**THE PROBLEM:**
Echo the following entries line for line, omitting the pictures from your output.

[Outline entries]
★ ★ ★ ★

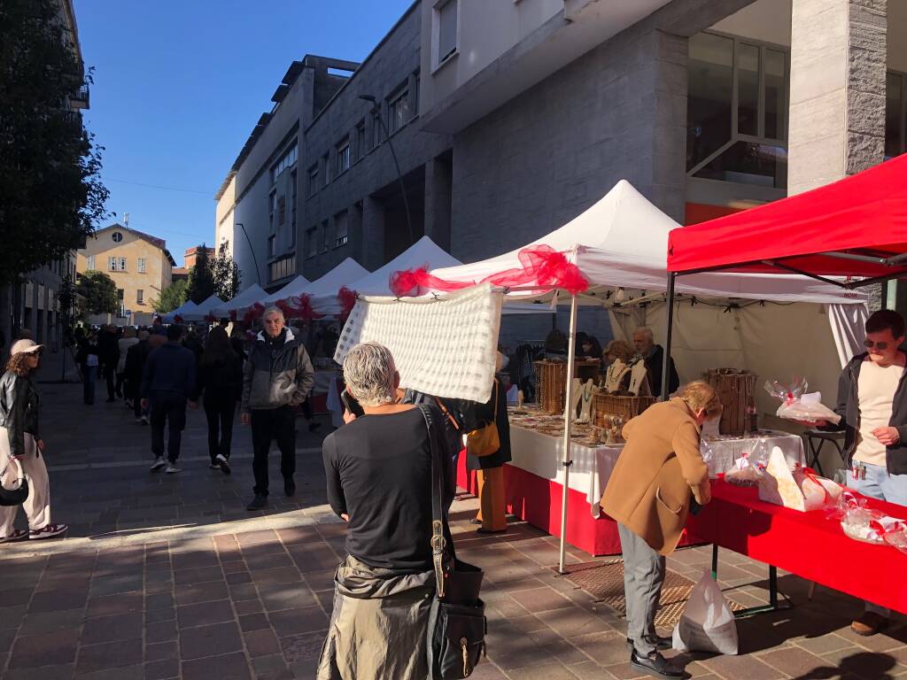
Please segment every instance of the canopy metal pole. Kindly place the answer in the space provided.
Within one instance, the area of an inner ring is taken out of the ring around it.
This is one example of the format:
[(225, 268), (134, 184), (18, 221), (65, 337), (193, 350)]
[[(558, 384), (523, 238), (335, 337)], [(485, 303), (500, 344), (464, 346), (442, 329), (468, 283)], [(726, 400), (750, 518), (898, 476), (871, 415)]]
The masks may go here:
[(561, 561), (558, 564), (558, 571), (564, 572), (564, 564), (567, 558), (567, 496), (570, 494), (570, 468), (573, 464), (571, 458), (571, 429), (573, 423), (573, 414), (571, 413), (571, 405), (573, 403), (573, 364), (576, 361), (576, 314), (577, 296), (571, 297), (570, 304), (570, 332), (567, 334), (567, 393), (564, 396), (564, 453), (561, 464), (564, 468), (564, 486), (561, 494)]
[(674, 332), (674, 280), (677, 274), (669, 272), (668, 274), (668, 335), (665, 337), (665, 356), (661, 365), (661, 400), (668, 401), (668, 392), (670, 389), (670, 362), (671, 362), (671, 335)]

★ ★ ★ ★

**RESULT FOR THIS TASK:**
Please segment every instance of the canopy metal pole. Kindly place the answer in the space provided.
Within one instance, the area of an inner ring is taken out of the ring around it.
This is one example of the format:
[(225, 268), (134, 184), (18, 221), (65, 337), (193, 350)]
[[(558, 384), (523, 238), (335, 337)], [(485, 303), (500, 344), (464, 346), (442, 329), (468, 283)], [(726, 400), (750, 518), (898, 476), (871, 415)]]
The masks may go here:
[(561, 561), (558, 564), (558, 571), (564, 572), (564, 564), (567, 558), (567, 496), (570, 494), (570, 468), (573, 464), (571, 458), (571, 429), (573, 423), (573, 414), (571, 413), (571, 405), (573, 403), (573, 364), (576, 361), (576, 314), (577, 296), (571, 297), (570, 304), (570, 332), (567, 334), (567, 393), (564, 396), (564, 453), (561, 464), (564, 468), (564, 486), (561, 494)]
[(674, 332), (674, 280), (677, 274), (669, 272), (668, 274), (668, 335), (665, 337), (665, 356), (661, 365), (661, 400), (668, 401), (668, 392), (670, 389), (670, 362), (671, 362), (671, 335)]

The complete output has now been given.